◆ **Extract to read**

+++

This approach provides flexibility that is not available in K-Means.

Distance Measures in Hierarchical Clustering

Distance metrics determine how similarity is measured.

Common choices include:

Euclidean Distance

Most commonly used.

Measures straight-line distance.

Manhattan Distance

Measures distance along grid-like paths.

Cosine Distance

Often used for text data and embeddings.

Measures similarity based on vector orientation.

The choice of distance metric can significantly affect clustering results.

Linkage Criteria

When clusters contain multiple points, determining the distance between clusters becomes challenging.

Different linkage methods solve this problem differently.

Single Linkage

Single linkage uses the minimum distance between observations from different clusters.

Closest Pair Of Points

determines cluster distance.

Advantages:

  • Can discover irregular cluster shapes.

Disadvantages:

  • Sensitive to noise.
  • May produce chaining effects.

Complete Linkage

Complete linkage uses the maximum distance between observations from different clusters.

Farthest Pair Of Points

determines cluster distance.

Advantages:

  • Produces compact clusters.

Disadvantages:

  • Sensitive to outliers.

Average Linkage

Average linkage computes the average distance between all observations in two clusters.

Advantages:

  • Balanced clustering.
  • Less sensitive to extreme values.

This is one of the most commonly used linkage methods.

Centroid Linkage

Distance is measured between cluster centroids.

Cluster Center

is used for comparisons.

Often produces intuitive clusters.

Ward's Linkage

Ward's method minimizes the increase in within-cluster variance after merging.

Advantages:

  • Produces compact clusters.
  • Often generates high-quality results.

Ward's method is widely used in practice.

Example of Hierarchical Clustering

Suppose a company wants to segment customers based on:

  • Age
  • Income
  • Spending Score

Initially:

Each Customer
Forms A Separate Cluster

Customers with similar purchasing behavior gradually merge into groups.

The final dendrogram may reveal:

Budget Customers

Regular Customers

Premium Customers

This segmentation can support targeted marketing campaigns.

+++

Data excerpts
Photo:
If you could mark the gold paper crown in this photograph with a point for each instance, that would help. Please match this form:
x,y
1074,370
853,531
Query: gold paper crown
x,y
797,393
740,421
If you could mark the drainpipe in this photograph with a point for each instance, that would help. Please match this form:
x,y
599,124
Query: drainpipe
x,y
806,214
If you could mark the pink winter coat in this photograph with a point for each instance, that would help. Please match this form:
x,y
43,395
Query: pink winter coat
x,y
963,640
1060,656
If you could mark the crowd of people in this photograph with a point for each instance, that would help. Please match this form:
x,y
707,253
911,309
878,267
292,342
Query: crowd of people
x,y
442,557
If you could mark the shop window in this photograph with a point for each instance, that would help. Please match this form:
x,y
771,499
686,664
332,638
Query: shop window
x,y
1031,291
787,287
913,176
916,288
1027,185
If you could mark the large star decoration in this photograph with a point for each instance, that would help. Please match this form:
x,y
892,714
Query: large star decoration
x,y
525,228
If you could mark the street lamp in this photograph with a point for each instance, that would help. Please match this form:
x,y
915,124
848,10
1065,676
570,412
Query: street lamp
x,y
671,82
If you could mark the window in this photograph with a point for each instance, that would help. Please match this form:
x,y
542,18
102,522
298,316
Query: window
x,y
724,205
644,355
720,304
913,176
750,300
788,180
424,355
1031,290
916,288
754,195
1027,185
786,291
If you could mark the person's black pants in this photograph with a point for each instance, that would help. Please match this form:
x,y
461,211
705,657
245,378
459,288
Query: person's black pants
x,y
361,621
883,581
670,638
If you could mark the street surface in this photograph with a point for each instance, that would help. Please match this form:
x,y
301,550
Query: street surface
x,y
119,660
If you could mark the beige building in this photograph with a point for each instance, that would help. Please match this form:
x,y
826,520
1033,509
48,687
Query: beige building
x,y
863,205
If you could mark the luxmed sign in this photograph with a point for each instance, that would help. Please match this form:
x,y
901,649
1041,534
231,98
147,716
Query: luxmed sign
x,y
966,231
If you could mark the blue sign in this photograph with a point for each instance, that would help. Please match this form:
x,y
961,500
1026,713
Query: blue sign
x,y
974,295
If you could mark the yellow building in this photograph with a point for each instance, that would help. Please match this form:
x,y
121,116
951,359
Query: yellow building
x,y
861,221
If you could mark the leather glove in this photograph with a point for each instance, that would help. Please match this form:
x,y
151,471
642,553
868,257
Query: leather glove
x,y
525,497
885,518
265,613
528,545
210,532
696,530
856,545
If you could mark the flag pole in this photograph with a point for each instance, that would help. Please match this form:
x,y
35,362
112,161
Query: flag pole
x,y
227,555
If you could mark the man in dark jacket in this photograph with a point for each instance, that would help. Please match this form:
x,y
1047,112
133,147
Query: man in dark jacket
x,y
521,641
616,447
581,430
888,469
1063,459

+++

◆ **Work order 1**
Please print the part of the hierarchical clustering text starting with "Often used for" and going on through "clusters becomes challenging.".
◆ **Work order 2**
According to the hierarchical clustering text, what does Ward's method minimize?
The records have nothing to do with this work.

◆ **Result 1**
Often used for text data and embeddings.

Measures similarity based on vector orientation.

The choice of distance metric can significantly affect clustering results.

Linkage Criteria

When clusters contain multiple points, determining the distance between clusters becomes challenging.

◆ **Result 2**
The increase in within-cluster variance after merging.